#### [Page extract]
______
James 'Jimmy' Warner

James Jimmy Warner

Standing L to R: Frank Coulton, Jimmy Warner, F Dawson, J Simmonds, unknown
Seated: R Davies, Albert Brown, Archie Hunter {Capt}, Howard Vaughton, Dennis Hodgetts
On Ground H Yates, J Burton
FA Cup

James Warner James Warner was a professional footballer, keeping goal for Aston Villa FC in the team that won the F.A. Cup in the 1886-7 season (above). See The Birmingham Daily Mail 4 April 1887.

He left Aston Villa after their 3:0 defeat by West Bromwich Albion in the FA Cup of 1892, following accusations, such as those reported in the Argus that he had bet large sums on Albion to win the cup, then threw the match. These accusations are now accepted as being false.

James Warner's record at Aston Villa, 1888-1892
Season League Cup
Played Goals let in Clean Sheets Played Goals let in Clean Sheets
1888-89 21431 3130
1889-90 21492 260
1890-91 22584 240
1891-92 11232 561

James Warner followed his oldest daughter Lilian to the United States around 1907. Lilian had gone to the US around 1900-1901 and settled in Pittsburgh, Pennsylvania. James lived with Lilian and her family and died at the age of 84, about 2 years after Lilian. The Lloyds moved to Brackenridge, Pennsylvania by 1930 and stayed in the area for decades. Wilfred Royston Lloyd moved to Canton, Ohio in the early 1950s and most of his children were born there. He still resides there today, although all of his children, save one have moved to various locations in the US. The Lloyd children currently reside in Washington, Arizona, Florida, Ohio and Indiana.

Further references to his other children are given in the second newspaper article below,

How he fits into the Stanier tree

Newspaper Reports

1) The Argus, circa 1892

The Disappearance of Warner

The Argus yesterday announced that James Warner, the Aston Villa goalkeeper, had disappeared from his home, and that there were circumstances connected with this disappearance of a character to cause comment.

He went away from home on Monday, saying he would return in a few minutes. Since then his wife has not seen him, and knows nothing of his whereabouts.

He was a manager at the Old College Inn, Spring Hill (Birmingham), for the Holt Brewery Company. His wife believed, when he left the house on Monday that he did so with the object of paying over to the brewery company the takings for the week.

His disappearance led the brewery company this morning to apply to the Stipendiary for a warrant for his arrest. A representative of the firm informed Mr Colmore that he called at the inn on Friday, and asked Warner what his takings were, and he produced his book, showing a total of 36 pounds.
______
#### [Information supplied]
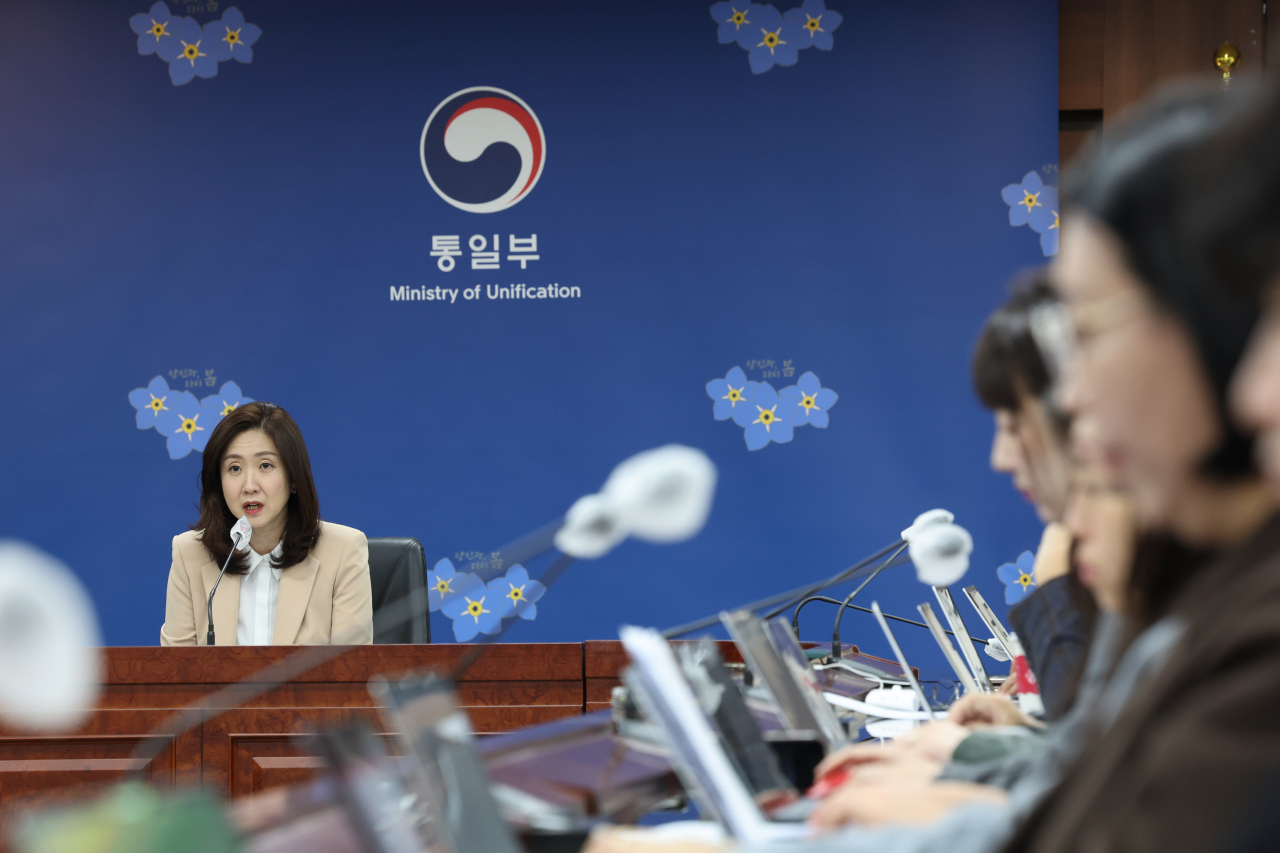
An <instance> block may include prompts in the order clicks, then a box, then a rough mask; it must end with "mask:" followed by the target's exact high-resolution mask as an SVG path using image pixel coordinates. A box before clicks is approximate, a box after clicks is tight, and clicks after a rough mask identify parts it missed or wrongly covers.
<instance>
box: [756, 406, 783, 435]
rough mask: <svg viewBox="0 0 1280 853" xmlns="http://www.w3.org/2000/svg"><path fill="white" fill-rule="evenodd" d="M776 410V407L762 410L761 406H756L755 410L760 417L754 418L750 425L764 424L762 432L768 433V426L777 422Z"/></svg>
______
#### [Action item]
In the page about James Warner, which inn did he manage, and for which company?

#### [Answer box]
He managed the Old College Inn, Spring Hill (Birmingham), for the Holt Brewery Company.